WHAT THIS TASK INVOLVES: From the rows below, extract each line that contains the string "building". Matching is case-sensitive.

RECORDS FOR THIS TASK:
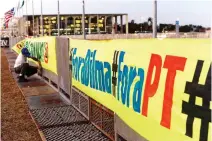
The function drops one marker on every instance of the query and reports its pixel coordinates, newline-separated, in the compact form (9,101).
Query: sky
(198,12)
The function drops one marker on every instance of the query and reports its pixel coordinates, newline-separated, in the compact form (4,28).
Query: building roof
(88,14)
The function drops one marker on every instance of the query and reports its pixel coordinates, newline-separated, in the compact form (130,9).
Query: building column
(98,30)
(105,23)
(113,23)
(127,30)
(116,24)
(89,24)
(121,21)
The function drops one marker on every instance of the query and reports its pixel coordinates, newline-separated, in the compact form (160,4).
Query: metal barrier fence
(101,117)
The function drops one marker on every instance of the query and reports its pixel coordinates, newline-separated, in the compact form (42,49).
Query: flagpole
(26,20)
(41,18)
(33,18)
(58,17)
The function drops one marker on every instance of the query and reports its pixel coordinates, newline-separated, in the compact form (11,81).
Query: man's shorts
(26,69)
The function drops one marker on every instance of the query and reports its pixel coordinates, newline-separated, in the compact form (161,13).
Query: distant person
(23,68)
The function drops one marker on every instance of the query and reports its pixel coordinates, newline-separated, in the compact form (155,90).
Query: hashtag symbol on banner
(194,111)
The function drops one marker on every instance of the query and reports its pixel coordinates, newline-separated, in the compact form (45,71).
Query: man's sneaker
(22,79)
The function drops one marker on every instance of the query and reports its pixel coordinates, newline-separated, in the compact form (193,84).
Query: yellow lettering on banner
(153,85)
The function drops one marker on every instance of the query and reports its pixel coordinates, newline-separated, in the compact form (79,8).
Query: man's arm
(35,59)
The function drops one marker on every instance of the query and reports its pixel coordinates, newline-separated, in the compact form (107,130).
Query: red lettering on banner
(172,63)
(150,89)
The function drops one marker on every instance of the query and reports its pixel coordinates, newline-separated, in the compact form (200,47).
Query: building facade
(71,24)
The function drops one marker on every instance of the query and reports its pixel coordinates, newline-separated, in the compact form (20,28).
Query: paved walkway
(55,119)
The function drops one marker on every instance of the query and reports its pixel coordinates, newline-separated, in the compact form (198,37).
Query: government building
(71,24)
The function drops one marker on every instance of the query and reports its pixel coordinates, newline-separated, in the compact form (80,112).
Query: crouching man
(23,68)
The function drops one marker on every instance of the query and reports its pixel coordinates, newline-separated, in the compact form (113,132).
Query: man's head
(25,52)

---

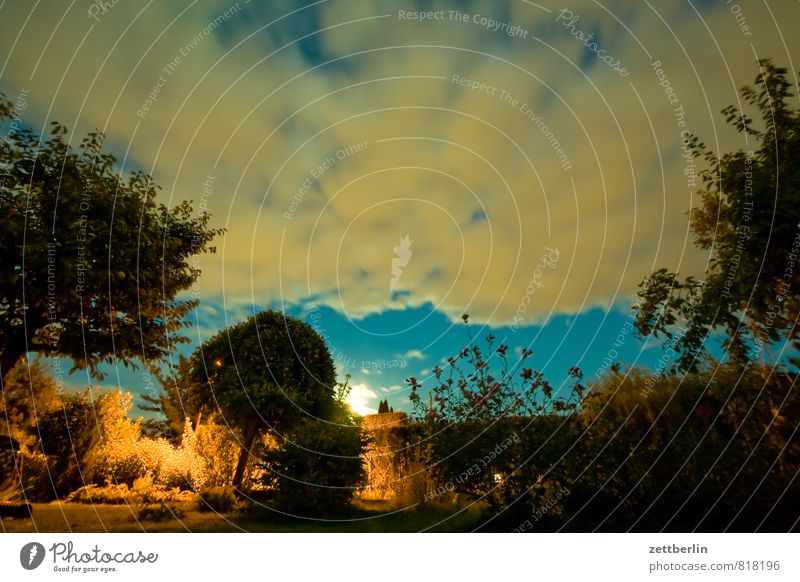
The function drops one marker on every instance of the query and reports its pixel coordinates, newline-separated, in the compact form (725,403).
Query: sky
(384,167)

EXERCISE SOLUTION:
Query: building roof
Query: building column
Query: building facade
Query: government building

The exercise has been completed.